= Exercise =
With the line containing "Where can the stethoscope be" as the first and the final line of the entries as the last, repeat exactly the lines in that span, including both.

= Referring expression data =

====

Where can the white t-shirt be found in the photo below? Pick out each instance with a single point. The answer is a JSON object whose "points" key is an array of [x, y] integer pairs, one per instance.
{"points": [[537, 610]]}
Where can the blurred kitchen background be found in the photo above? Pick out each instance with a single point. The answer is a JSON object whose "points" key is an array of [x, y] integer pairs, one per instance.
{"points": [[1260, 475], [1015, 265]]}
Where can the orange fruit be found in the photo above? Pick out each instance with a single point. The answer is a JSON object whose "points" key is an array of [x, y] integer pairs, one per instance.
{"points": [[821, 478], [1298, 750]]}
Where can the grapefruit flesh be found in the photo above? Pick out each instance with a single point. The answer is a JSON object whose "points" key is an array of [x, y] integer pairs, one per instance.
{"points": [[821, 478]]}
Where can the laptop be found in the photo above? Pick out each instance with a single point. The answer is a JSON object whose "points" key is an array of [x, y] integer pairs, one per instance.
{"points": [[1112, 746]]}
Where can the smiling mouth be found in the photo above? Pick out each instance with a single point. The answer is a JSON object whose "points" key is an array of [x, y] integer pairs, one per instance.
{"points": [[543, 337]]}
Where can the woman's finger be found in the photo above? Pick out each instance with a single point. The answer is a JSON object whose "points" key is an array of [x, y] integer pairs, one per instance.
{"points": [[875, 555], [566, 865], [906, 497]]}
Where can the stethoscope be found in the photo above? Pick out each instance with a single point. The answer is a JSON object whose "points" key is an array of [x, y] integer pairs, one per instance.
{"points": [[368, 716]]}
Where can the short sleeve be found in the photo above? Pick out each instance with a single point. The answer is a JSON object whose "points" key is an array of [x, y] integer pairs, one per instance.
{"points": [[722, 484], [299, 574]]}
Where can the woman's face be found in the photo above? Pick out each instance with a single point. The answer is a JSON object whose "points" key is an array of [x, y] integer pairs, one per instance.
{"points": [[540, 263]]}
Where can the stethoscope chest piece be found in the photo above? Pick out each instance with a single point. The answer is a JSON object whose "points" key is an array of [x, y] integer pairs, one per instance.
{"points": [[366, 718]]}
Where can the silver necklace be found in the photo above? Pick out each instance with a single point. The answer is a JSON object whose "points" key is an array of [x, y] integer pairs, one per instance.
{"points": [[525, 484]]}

====

= Solution =
Where can the stethoscope be found in the photo above? Pick out each instance with a single point. The answer is a JSON object whose "points" key is an array of [x, y] integer pairs, one per instance.
{"points": [[368, 716]]}
Where can the short sleeve be found in the photo above? Pick out each instance with a single point. The answer is a JSON object whose "points" key is an array of [x, y] integer pairs, one per instance.
{"points": [[722, 484], [299, 574]]}
Where can the woman's face be found in the photo above? Pick out each instance with a single point. The answer is a JSON object whose "points" key is an array of [x, y] integer pairs, one per instance.
{"points": [[540, 263]]}
Where can the stethoscope chest piece be found in the photo above? Pick out each instance with a single point. The answer is a JSON object whose "points" key is an array of [x, y] integer pairs, one per instance.
{"points": [[366, 718]]}
Where can the silver necklace be found in the photo above? Pick out each instance with a single point. The answer is a JSON object whose "points" key is an array of [x, y] integer pairs, one per instance.
{"points": [[525, 484]]}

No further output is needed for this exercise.